Complete the following:
- 1) According to the kanyadaan article, why do many people view kanyadaan as a regressive ritual? Answer in one to three sentences.
- 2) In the kanyadaan article, which hashtag trended for many days after the 2021 Manyavar/Mohey ad?
- 3) What are the main points of the kanyadaan article? Summarize them in two sentences.

Provided passage:
--- Start ---
Sunil Garodia Editor-in-Chief of indiacommentary.com. Current Affairs analyst and political commentator.

The Hindu marriage is an elaborate affair and even without the ever-increasing pomp, events and sideshows associated with it, the main ceremony where the rituals are performed by the purohits in the mandap can be a exhilarating experience for the bride and the groom. There are hundreds of rituals that demand total focus from the couple and the girl's parents. Among them is the kanyadaan, or the giving away of the bride by the bride's father, that is now increasingly under the scanner as what many think is a regressive ritual given the fact that it is called 'daan' or donation which connotes that the bride is a commodity which can be given away as donation. The Allahabad HC, in a recent order, has categorically stated that kanyadaan is not an essential ritual under the Hindu Marriage Act and the Act only specifies the saptapadi (more commonly known as saat phere) as the essential ceremony to solemnize a marriage.

Although the new generation is increasingly protesting against what they feel is commodification of girls in such allegedly regressive practices, when fashion brand Manyavar/Mohey issued an ad in 2021 featuring Alia Bhat as a bride protesting against kanyadaan, which her character asks to be renamed as kanyamaan and which should include the groom's parents as well, there was a huge backlash on social media and the hashtag #Boycott Manyavar trended for many days. It showed that while the new generation is against regressive rituals, a significant number of Hindus see nothing wrong in kanyadaan being a part of Hindu marriage rituals. There is also a tradition in Christianity in which the bride's father 'gives' away the bride.
--- End ---
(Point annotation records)
--- Start ---
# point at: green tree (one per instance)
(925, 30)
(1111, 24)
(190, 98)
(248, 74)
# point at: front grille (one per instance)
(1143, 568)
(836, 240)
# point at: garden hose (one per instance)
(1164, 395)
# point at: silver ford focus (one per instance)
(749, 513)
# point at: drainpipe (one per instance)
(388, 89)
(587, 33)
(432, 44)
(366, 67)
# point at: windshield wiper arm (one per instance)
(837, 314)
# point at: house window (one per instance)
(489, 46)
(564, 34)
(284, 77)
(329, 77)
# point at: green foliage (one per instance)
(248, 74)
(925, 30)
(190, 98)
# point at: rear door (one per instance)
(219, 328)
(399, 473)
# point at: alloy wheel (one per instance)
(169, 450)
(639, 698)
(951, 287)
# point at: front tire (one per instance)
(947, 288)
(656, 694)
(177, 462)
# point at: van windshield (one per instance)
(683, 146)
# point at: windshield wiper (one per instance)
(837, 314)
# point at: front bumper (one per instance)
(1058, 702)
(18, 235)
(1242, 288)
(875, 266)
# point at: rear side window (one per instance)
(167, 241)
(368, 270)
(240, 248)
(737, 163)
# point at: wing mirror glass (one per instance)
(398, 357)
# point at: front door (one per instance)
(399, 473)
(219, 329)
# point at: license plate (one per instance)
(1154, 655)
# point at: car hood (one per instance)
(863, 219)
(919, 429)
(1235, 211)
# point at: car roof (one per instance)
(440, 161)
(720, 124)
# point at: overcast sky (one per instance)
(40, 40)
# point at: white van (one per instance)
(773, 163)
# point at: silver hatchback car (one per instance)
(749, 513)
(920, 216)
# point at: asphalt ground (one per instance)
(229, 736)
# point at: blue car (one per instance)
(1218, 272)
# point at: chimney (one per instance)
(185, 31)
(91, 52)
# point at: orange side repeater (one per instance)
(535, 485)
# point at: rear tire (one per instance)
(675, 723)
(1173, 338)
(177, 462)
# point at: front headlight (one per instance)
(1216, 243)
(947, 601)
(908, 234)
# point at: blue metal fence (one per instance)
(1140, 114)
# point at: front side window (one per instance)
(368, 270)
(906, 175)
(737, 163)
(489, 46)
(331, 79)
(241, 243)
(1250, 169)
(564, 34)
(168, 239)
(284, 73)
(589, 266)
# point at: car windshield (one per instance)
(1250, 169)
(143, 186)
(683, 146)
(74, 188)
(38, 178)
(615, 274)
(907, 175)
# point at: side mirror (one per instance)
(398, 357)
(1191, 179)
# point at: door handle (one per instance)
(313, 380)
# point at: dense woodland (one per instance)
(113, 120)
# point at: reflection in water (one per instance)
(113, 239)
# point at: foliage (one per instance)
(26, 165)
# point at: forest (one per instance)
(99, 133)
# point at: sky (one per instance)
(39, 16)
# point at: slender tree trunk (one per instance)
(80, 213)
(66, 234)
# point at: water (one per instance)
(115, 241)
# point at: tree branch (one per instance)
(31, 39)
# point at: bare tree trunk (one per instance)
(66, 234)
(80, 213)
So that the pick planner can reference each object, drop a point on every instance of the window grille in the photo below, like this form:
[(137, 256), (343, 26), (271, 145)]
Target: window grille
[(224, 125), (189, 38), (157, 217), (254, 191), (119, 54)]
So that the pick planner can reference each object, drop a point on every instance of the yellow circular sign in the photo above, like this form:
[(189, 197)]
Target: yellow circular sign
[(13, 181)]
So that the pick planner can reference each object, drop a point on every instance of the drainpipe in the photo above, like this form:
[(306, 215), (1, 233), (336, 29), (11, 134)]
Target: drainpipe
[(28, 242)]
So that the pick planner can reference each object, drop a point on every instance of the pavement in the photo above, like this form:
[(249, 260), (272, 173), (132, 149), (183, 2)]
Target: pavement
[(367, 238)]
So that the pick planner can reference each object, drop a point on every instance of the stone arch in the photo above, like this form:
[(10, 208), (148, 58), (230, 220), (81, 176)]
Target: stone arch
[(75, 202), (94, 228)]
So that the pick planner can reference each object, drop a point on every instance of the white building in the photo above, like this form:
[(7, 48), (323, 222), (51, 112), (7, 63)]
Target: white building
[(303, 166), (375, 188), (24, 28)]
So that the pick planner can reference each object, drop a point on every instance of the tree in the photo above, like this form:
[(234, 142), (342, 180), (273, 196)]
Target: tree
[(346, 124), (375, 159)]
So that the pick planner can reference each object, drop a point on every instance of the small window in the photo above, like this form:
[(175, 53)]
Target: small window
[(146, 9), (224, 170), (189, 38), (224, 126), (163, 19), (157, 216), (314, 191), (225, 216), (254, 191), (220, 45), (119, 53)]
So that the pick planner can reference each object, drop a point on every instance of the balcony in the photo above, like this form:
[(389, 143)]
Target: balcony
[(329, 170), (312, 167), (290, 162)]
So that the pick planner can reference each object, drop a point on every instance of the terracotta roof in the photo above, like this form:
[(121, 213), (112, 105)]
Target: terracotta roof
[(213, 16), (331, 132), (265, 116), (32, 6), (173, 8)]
--- End ---
Responses per task:
- 1) Many see kanyadaan as regressive because the ritual is called "daan," meaning donation. That word implies the bride is a commodity who can be given away as a donation.

- 2) #Boycott Manyavar

- 3) Kanyadaan, the ritual in which the bride's father gives her away, is increasingly criticized as regressive because "daan" means donation and implies the bride is a commodity, and the Allahabad HC has stated that under the Hindu Marriage Act only the saptapadi, not kanyadaan, is essential. The backlash against a 2021 Manyavar/Mohey ad that protested kanyadaan showed that, although the new generation opposes such rituals, a significant number of Hindus see nothing wrong with it.